Passage:
::::

Objective: A comparison of a parent-completed Willett food-frequency questionnaire (FFQ) and a self-completed Youth/Adolescent Questionnaire (YAQ) has not yet been conducted.
Setting: In the Diabetes Autoimmunity Study in the Young (DAISY), parents report their child's diet on the FFQ annually from birth until age 10 years, when the child begins to report their own diet using the YAQ.
Subjects: To determine the comparability of these collection methods, 89 children aged 10-17 years and their parents completed the YAQ and FFQ, respectively, for the child's previous year's diet.
Design: We compared reported intakes for energy, the macronutrients and a variety of micronutrients of interest to the DAISY study.
Results: Bland-Altman plots of energy-adjusted differences between questionnaire responses against their means suggested that the two collection methods gave similar results. The average Spearman correlation coefficient of all energy-adjusted nutrient intakes was 0.50, and did not differ significantly by gender (males, r=0.48; females, r=0.46) or age (10-11 years, r=0.49; 12-17 years, r=0.51). While correlated, the nutrient values from the FFQ were higher than the nutrient values from the YAQ.
Conclusions: While reported nutrient intakes are correlated, an indicator variable defining which survey method a nutrient was collected with should be included in any longitudinal data analyses examining nutrient intakes collected with the YAQ and the FFQ as independent predictors of a disease outcome.

::::

What the exercise asks: Rewrite the part of the abstract that begins at the words "Objective: A comparison" and stops after "previous year's diet.", changing every "YAQ" to "youth questionnaire".

Information:
::::

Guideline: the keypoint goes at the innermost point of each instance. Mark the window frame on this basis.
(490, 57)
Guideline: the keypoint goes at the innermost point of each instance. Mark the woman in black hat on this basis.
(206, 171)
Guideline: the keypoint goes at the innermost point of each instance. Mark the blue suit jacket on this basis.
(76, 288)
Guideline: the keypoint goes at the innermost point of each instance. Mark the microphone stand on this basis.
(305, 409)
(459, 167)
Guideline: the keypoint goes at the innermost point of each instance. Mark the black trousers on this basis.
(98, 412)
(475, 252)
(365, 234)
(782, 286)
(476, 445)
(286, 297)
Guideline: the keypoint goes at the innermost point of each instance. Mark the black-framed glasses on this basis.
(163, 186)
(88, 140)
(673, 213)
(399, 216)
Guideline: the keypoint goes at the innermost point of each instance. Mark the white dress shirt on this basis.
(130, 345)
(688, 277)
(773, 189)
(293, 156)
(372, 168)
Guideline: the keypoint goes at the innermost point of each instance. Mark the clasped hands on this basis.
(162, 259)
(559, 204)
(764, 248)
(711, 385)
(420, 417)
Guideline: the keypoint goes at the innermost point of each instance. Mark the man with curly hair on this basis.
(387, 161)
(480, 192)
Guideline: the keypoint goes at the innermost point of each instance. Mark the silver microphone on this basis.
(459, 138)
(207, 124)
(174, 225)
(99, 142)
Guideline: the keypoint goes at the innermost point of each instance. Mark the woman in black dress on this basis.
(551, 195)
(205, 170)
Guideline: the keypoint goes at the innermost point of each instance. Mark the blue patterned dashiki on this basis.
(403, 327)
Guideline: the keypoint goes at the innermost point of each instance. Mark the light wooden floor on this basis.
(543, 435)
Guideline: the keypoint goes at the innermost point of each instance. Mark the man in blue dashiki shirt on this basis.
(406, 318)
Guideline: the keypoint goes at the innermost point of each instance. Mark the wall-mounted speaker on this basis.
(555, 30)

::::

Solution to this problem:
Objective: A comparison of a parent-completed Willett food-frequency questionnaire (FFQ) and a self-completed Youth/Adolescent Questionnaire (youth questionnaire) has not yet been conducted.
Setting: In the Diabetes Autoimmunity Study in the Young (DAISY), parents report their child's diet on the FFQ annually from birth until age 10 years, when the child begins to report their own diet using the youth questionnaire.
Subjects: To determine the comparability of these collection methods, 89 children aged 10-17 years and their parents completed the youth questionnaire and FFQ, respectively, for the child's previous year's diet.